**TO DO:** Render every line of the items below as a JSON list of strings, one string per line, with blank lines omitted.

Items for identifying locations
§ §

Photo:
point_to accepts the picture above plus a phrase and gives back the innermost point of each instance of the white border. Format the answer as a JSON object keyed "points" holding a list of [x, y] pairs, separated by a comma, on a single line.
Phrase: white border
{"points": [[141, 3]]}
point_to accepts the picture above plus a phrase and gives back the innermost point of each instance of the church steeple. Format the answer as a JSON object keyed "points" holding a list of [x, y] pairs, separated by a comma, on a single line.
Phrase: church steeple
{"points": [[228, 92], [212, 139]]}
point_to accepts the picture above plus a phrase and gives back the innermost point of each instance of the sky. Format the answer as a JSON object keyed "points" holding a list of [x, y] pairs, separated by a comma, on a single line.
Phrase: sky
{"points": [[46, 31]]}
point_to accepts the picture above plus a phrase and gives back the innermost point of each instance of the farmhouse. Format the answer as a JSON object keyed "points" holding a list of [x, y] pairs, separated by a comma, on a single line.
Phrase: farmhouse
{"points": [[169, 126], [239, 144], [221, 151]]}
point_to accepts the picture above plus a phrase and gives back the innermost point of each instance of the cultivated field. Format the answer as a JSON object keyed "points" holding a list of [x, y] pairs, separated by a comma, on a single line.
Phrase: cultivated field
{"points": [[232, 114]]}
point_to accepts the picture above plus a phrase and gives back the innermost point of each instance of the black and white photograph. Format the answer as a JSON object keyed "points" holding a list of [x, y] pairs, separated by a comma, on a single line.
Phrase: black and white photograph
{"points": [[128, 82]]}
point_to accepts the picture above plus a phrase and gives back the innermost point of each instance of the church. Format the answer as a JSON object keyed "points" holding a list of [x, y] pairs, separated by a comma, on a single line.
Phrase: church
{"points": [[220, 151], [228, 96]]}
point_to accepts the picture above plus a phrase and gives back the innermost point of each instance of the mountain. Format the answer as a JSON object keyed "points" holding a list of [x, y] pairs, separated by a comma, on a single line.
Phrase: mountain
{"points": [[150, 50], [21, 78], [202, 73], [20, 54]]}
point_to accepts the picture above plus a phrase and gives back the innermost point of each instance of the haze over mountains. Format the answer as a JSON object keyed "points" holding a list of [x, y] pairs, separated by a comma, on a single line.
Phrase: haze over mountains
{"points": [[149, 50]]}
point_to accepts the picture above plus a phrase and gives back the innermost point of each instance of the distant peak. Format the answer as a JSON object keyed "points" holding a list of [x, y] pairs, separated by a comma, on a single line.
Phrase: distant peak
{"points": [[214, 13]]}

§ §

**WRITTEN ANSWER:**
[
  "Photo:",
  "point_to accepts the picture above plus a phrase and gives back the innermost point of each instance of the white border. Format the answer as a JSON object keyed \"points\" holding a list of [x, y] pairs, separated by a comma, on a single line.",
  "Phrase: white border",
  "{\"points\": [[141, 3]]}",
  "point_to accepts the picture above plus a phrase and gives back the innermost point of each instance of the church steeple. Format the answer as a JSON object keyed \"points\" holding a list of [x, y] pairs, separated by a comma, on a single line.",
  "Phrase: church steeple",
  "{\"points\": [[228, 92], [212, 139]]}",
  "point_to accepts the picture above plus a phrase and gives back the innermost point of each instance of the sky. Format the answer as a JSON object keyed \"points\" holding a list of [x, y] pairs, separated by a comma, on a single line.",
  "Phrase: sky",
  "{\"points\": [[46, 31]]}",
  "point_to accepts the picture above plus a phrase and gives back the innermost point of each instance of the farmhouse. Format the answer as a JSON object keyed \"points\" holding a list of [x, y] pairs, separated by a comma, on a single line.",
  "Phrase: farmhouse",
  "{\"points\": [[169, 126], [239, 144], [221, 151]]}",
  "point_to accepts the picture above plus a phrase and gives back the innermost point of each instance of the cultivated field. Format the answer as a JSON object keyed \"points\" holding a list of [x, y] pairs, separated by a comma, on a single line.",
  "Phrase: cultivated field",
  "{\"points\": [[232, 114]]}",
  "point_to accepts the picture above plus a phrase and gives back the innermost point of each instance of the black and white photograph. Format the answer as a JSON object keyed \"points\" holding a list of [x, y] pairs, separated by a comma, on a single line.",
  "Phrase: black and white photograph",
  "{\"points\": [[128, 82]]}",
  "point_to accepts the picture above plus a phrase and gives back the innermost point of each instance of the church. Format the answer as a JSON object keyed \"points\" holding a list of [x, y] pairs, separated by a comma, on a single line.",
  "Phrase: church",
  "{\"points\": [[220, 151], [228, 96]]}",
  "point_to accepts the picture above plus a phrase and gives back the innermost point of each instance of the mountain. Format the answer as a JSON object keyed \"points\" holding a list of [x, y] pairs, separated by a comma, on a single line.",
  "Phrase: mountain",
  "{\"points\": [[150, 50], [21, 78], [202, 73], [20, 54]]}",
  "point_to accepts the picture above plus a phrase and gives back the innermost point of each instance of the haze over mountains. Format the answer as a JSON object keyed \"points\" holding a list of [x, y] pairs, separated by a comma, on a single line.",
  "Phrase: haze over mountains",
  "{\"points\": [[149, 50]]}",
  "point_to accepts the picture above plus a phrase and gives back the innermost point of each instance of the distant peak. Format the answer as a JSON object keyed \"points\" holding a list of [x, y] pairs, separated by a comma, on a single line.",
  "Phrase: distant peak",
  "{\"points\": [[214, 13]]}"
]